** BEGIN **
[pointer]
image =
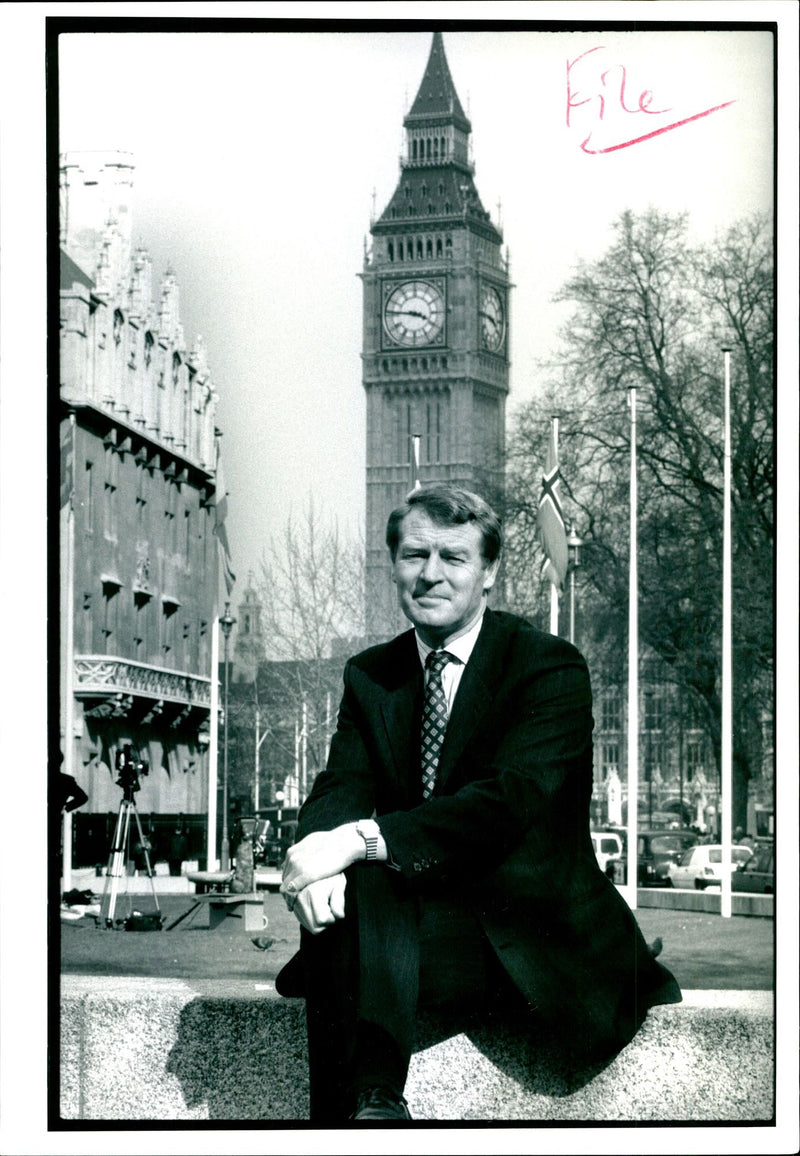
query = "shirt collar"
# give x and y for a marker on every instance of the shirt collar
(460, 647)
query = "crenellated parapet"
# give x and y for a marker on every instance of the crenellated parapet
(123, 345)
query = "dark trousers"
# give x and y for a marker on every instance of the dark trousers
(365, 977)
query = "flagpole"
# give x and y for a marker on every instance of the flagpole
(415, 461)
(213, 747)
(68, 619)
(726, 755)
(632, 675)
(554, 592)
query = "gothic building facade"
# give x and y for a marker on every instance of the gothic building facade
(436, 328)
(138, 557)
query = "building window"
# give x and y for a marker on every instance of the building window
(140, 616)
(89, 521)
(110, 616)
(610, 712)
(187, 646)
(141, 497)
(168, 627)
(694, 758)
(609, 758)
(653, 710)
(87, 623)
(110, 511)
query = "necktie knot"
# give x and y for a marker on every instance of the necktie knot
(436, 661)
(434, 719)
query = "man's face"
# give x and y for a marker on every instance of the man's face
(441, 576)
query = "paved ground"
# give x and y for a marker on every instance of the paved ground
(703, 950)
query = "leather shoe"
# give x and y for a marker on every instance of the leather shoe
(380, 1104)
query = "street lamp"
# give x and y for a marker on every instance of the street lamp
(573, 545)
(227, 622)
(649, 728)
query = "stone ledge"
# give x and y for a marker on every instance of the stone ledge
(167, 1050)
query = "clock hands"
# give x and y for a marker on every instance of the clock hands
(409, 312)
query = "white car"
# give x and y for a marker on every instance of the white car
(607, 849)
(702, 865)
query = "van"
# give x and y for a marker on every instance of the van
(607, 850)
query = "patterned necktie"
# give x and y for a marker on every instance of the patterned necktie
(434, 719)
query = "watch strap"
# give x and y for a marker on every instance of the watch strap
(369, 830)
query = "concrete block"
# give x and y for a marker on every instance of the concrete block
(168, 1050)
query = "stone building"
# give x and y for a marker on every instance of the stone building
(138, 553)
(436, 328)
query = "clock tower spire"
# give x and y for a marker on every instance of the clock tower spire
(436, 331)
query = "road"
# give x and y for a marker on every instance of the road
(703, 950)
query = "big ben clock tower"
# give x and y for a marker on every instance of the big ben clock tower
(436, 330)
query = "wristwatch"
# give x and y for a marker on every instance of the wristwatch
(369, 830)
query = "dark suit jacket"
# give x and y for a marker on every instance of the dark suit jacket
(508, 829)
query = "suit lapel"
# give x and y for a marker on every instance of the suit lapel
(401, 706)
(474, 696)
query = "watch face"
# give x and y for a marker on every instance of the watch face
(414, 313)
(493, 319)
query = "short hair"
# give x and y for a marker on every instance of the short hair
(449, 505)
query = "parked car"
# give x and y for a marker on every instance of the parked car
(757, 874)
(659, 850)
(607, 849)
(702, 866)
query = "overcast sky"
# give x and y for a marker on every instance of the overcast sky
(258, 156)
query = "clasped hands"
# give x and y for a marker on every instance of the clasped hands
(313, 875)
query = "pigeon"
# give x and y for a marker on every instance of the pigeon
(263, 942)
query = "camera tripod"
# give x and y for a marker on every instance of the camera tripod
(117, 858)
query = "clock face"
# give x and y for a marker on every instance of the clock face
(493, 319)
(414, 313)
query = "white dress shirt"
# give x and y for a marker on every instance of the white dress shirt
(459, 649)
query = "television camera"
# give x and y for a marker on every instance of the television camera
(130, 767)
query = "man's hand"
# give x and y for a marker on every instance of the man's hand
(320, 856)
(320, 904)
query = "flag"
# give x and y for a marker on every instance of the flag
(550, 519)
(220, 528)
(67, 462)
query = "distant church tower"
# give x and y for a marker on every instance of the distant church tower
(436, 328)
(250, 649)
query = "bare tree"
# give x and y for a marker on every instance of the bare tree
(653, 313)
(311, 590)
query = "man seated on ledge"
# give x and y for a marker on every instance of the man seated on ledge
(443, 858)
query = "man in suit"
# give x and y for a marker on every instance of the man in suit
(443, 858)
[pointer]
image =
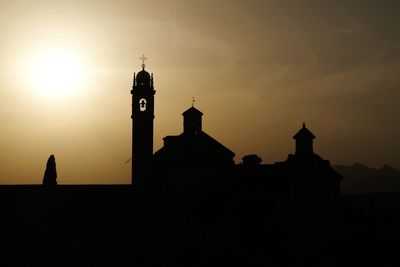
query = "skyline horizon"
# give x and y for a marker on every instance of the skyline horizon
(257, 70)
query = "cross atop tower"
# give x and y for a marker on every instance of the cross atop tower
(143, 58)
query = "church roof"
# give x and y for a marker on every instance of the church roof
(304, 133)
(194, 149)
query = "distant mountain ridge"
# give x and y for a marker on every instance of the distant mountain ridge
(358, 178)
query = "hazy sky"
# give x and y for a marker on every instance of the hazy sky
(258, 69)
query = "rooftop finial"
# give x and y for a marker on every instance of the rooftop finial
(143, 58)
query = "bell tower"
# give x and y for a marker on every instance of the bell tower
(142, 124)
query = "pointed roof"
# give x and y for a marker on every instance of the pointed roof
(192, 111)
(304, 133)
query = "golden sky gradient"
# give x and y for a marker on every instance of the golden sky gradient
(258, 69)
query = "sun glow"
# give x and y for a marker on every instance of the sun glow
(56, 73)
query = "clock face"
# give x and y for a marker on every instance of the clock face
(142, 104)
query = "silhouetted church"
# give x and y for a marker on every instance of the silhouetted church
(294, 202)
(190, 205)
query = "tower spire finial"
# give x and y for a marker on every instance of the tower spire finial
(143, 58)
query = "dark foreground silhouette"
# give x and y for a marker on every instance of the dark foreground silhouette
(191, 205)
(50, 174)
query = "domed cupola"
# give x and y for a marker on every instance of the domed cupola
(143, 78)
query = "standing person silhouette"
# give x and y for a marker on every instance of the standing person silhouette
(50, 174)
** END **
Problem to solve — List every line of the data above that contains the word "facade", matching its case exactly.

Solution —
query = "gothic building facade"
# give x and y for a marker on every instance of the gothic building facade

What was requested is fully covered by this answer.